Estas são, numerus clausus, as hipóteses que o texto aprovado pela Comissão Especial do PL 1087/25 previu como de possível afastamento da base de cálculo da nova materialidade pretendida. Para além destes ditos rendimentos, toda e qualquer outra espécie de renda auferida servirá ao computo da base de cálculo do IRPFM anual, não havendo, pelo menos até o presente momento de tramitação da proposta, outras hipóteses de dedução da base de cálculo.
Ainda constam do parágrafo 3º do art. 16-A as hipóteses que, apurado o valor devido à título de imposto, nos termos do §1° (com a multiplicação da alíquota progressiva pela base de cálculo alcançada), os valores a elas correspondentes poderão ser deduzidos do montante encontrado e, sendo o valor encontrado negativo, o quantum devido a título de tributação mínima do IRPF será zero (§4º).

# # # # # # #

> Tarefa escrita 1: Transcreva do trecho sobre a tributação mínima do IRPF tudo o que vai de "Estas são, numerus" até "base de cálculo.".
> Tarefa escrita 2: Retome o trecho sobre a tributação mínima do IRPF a partir do ponto em que ele termina.

> Informações fornecidas:

# # # # # # #

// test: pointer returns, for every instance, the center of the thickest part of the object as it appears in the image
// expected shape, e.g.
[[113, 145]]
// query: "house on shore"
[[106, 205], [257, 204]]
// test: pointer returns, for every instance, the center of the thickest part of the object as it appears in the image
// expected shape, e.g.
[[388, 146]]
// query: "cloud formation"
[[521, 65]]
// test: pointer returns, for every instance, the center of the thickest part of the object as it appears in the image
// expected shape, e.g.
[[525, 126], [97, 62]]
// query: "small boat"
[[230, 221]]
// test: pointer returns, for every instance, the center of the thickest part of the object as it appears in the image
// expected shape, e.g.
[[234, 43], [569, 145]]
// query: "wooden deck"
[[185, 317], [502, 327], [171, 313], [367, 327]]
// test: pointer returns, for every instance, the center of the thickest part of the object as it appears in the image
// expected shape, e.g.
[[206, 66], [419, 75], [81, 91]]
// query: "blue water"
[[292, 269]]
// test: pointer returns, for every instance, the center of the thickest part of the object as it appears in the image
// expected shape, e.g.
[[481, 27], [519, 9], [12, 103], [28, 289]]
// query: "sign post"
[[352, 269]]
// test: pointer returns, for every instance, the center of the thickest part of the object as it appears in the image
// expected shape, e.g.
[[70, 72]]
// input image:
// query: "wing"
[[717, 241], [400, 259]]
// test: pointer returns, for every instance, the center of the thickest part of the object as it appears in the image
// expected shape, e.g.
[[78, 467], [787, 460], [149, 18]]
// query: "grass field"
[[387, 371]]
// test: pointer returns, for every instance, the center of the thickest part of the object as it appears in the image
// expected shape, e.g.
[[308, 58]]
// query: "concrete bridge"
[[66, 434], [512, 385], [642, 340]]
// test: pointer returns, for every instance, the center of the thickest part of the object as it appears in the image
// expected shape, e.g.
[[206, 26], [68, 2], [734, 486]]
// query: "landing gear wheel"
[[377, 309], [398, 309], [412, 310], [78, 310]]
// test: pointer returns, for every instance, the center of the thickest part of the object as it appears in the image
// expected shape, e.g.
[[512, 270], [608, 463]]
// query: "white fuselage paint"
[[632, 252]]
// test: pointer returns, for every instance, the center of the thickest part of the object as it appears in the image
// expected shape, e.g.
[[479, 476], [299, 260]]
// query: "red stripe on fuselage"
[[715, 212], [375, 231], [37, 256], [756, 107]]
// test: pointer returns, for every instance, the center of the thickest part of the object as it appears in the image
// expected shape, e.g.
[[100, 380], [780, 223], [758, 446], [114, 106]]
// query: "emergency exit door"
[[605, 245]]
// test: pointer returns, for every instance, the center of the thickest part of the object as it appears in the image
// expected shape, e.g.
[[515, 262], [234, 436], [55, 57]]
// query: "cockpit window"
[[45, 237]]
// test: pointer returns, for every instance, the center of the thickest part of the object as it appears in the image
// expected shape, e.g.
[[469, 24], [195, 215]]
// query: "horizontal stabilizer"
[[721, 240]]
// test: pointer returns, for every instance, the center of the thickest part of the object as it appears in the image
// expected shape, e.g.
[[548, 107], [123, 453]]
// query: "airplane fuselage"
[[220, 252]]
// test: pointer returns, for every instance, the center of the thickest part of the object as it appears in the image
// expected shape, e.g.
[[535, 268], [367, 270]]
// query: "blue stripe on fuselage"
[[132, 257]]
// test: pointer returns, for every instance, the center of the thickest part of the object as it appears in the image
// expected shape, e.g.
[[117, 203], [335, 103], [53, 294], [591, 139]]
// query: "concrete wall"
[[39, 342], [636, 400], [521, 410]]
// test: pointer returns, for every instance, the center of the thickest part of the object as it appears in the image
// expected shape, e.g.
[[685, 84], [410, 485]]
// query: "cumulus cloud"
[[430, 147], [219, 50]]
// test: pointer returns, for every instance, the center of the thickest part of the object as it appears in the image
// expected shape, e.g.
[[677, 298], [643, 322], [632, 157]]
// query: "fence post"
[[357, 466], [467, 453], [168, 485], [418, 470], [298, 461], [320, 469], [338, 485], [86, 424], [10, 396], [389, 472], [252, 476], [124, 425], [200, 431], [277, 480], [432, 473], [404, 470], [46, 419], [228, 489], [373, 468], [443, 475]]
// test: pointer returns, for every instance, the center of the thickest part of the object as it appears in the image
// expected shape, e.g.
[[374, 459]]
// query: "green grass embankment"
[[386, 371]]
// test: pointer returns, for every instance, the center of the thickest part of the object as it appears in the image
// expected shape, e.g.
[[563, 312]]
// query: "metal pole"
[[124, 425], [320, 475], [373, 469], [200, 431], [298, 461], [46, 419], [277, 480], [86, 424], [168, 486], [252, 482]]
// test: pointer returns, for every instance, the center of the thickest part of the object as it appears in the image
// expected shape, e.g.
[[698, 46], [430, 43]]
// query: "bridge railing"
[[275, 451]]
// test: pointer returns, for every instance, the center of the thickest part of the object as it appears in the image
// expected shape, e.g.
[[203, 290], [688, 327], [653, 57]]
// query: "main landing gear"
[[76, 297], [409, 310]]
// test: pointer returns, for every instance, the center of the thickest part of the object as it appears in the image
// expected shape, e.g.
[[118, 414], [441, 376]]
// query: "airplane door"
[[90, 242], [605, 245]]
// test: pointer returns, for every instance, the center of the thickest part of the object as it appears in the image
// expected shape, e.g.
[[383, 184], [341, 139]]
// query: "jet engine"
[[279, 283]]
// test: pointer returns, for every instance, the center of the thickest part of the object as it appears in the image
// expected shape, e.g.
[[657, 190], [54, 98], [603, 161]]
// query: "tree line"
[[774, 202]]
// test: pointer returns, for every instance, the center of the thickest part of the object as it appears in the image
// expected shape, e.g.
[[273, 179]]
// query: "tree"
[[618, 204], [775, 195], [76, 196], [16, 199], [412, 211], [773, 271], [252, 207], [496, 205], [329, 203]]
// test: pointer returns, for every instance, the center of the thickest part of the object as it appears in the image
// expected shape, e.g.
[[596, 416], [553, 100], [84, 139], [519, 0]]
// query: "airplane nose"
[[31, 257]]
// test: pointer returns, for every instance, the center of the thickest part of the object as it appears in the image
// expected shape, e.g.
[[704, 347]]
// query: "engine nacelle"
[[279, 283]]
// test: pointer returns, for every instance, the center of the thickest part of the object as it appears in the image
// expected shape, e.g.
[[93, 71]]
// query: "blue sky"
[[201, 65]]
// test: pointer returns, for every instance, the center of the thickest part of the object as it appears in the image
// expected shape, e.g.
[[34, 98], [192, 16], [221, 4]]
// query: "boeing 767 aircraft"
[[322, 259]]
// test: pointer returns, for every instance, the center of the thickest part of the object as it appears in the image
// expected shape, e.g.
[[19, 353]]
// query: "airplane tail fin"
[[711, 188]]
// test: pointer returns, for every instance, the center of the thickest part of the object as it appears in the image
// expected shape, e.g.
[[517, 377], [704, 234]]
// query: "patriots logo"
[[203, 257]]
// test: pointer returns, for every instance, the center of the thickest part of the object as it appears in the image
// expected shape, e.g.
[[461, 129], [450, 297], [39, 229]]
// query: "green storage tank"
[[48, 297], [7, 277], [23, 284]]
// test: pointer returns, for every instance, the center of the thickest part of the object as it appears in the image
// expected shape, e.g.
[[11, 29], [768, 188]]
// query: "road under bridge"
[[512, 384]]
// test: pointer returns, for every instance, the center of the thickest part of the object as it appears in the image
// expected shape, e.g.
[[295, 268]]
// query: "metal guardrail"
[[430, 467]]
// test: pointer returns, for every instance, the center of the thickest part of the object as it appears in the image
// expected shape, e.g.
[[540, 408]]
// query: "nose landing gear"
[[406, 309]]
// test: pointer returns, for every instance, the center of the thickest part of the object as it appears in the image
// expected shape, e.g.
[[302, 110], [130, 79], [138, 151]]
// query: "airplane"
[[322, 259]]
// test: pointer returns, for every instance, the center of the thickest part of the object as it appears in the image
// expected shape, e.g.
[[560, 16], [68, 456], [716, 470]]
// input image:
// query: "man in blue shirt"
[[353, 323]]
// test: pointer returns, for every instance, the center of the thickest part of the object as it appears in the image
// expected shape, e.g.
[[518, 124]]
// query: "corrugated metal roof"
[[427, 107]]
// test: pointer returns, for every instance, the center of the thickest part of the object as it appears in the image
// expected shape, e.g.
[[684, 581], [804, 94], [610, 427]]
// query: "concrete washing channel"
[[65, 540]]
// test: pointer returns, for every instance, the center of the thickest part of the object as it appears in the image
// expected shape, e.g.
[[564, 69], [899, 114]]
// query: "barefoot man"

# # # # # # #

> Resposta final 1:
Estas são, numerus clausus, as hipóteses que o texto aprovado pela Comissão Especial do PL 1087/25 previu como de possível afastamento da base de cálculo da nova materialidade pretendida. Para além destes ditos rendimentos, toda e qualquer outra espécie de renda auferida servirá ao computo da base de cálculo do IRPFM anual, não havendo, pelo menos até o presente momento de tramitação da proposta, outras hipóteses de dedução da base de cálculo.

> Resposta final 2:
Por fim, o parágrafo 5º do art. 16-A prevê que, não sendo negativo a apuração do valor do imposto, encontrado nos termos dos parágrafos 3º e 4º, deverá ser deduzido, ainda, o montante correspondente ao IRPFM retido na fonte, nos termos do já tratado art. 6º-A – isto é, o IRPFM mensal incidente sobre lucros e dividendos superiores a R$600.000,00. O resultado, positivo ou negativo, fruto desta última sorte de abatimento, nos termos do §6º do art. 16-A, será adicionado ao saldo do imposto, a pagar ou restituir, apurado na Declaração de Ajuste Anual do Imposto sobre a Renda da pessoa Física.
Independente de qualquer valoração que se repute ao conteúdo do PL 1087, registro válido se faz no sentido de que a discussão encartada passará ainda por um bom número de meandros, seja em função de sua redação/forma, seja em função de seu conteúdo. Tudo isso, tanto mais por considerarmos que o PL 1087 ainda comportará a apreciação pelos plenários das duas Casas do Congresso, bem como o crivo do veto presidencial.
Esse itinerário nos desperta a atenção para a provável possibilidade de alterações da proposta, sendo digno do mais prestimoso acompanhamento, sobretudo por que seu alcance, caso converta-se em norma jurídica posta, não se resumirá a este ou àqueloutro setor econômico ou profissional, mas sim a todos os sujeitos de direito que, de qualquer forma, auferirem renda ostentando a posição de pessoa natural. É por isso que as prescrições atinentes às novas figuras tributárias no texto tratadas – tanto a chamada “redução total ou parcial de imposto”, quanto a previsão das novas hipóteses de incidência do aventado IRPFM – não variam de uma para outra natureza de contribuintes.
Era o que cabia pontuar.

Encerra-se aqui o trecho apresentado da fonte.